***** Material to process *****
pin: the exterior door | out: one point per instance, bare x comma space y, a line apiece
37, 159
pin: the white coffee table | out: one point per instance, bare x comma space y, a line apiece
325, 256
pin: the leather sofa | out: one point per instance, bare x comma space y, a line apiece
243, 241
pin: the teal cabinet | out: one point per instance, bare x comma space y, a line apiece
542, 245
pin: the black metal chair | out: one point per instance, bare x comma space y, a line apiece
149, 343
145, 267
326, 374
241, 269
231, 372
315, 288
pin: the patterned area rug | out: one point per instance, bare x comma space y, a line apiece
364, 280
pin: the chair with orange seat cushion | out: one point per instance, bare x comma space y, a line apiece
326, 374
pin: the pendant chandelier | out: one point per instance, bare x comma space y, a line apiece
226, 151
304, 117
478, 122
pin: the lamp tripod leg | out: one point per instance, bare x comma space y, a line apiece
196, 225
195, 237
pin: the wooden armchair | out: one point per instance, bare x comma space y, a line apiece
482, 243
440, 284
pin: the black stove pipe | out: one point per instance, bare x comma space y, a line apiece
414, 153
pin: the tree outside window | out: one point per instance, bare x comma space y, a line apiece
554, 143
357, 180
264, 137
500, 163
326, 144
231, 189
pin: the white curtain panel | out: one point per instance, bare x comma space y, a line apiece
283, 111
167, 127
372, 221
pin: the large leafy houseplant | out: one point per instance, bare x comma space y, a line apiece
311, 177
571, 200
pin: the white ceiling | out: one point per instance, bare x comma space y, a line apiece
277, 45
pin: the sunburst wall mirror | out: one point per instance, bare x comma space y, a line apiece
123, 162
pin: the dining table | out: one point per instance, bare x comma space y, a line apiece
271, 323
*****
_Short exercise_
Reproduce the records word for word.

_The response_
pin: the exterior door | out: one point per instance, bare x comma space y, a line apiece
37, 159
pin: the white coffee table | out: one point per instance, bare x comma space y, a line apiece
325, 256
pin: the leather sofa | out: one point per instance, bare x comma space y, a line apiece
243, 241
pin: the teal cabinet | out: one point per instance, bare x comma space y, a line apiece
542, 245
pin: the black metal chair | out: one point per instance, bare x comma space y, a line apiece
149, 343
145, 267
326, 374
241, 269
231, 372
315, 288
pin: the patterned area rug | out: one point per instance, bare x comma space y, a line apiece
364, 280
pin: the chair with orange seat cushion | out: one point per instance, bare x comma space y, a line apiece
326, 374
pin: the pendant chandelier | out: one point per instance, bare x comma space y, a line apiece
226, 151
304, 117
478, 122
pin: the lamp tripod leg | out: one point per instance, bare x comma space y, a line apiece
196, 225
195, 237
pin: the wooden armchair | out: one point per instance, bare x comma space y, a line apiece
482, 243
440, 284
pin: the black stove pipe | out: one point per instance, bare x comma space y, a line apiece
414, 153
pin: the tree outside window | out: one point per instance, bare x comma space y, a line apiece
554, 143
357, 180
264, 137
500, 163
326, 144
231, 189
pin: the white curtain panel | out: one point per instance, bare x comma space y, a line apiece
283, 111
167, 127
372, 221
pin: the large leafy houseplant | out: one point per instance, bare x comma space y, a line apiece
311, 177
571, 200
pin: the white ceiling | out: one point per instance, bare x comma space y, a line apiece
277, 45
pin: the sunburst wall mirror | out: one point per instance, bare x comma space y, a line apiece
123, 162
pin: the dining table | out: one point per instance, bare x comma space y, a line apiece
271, 323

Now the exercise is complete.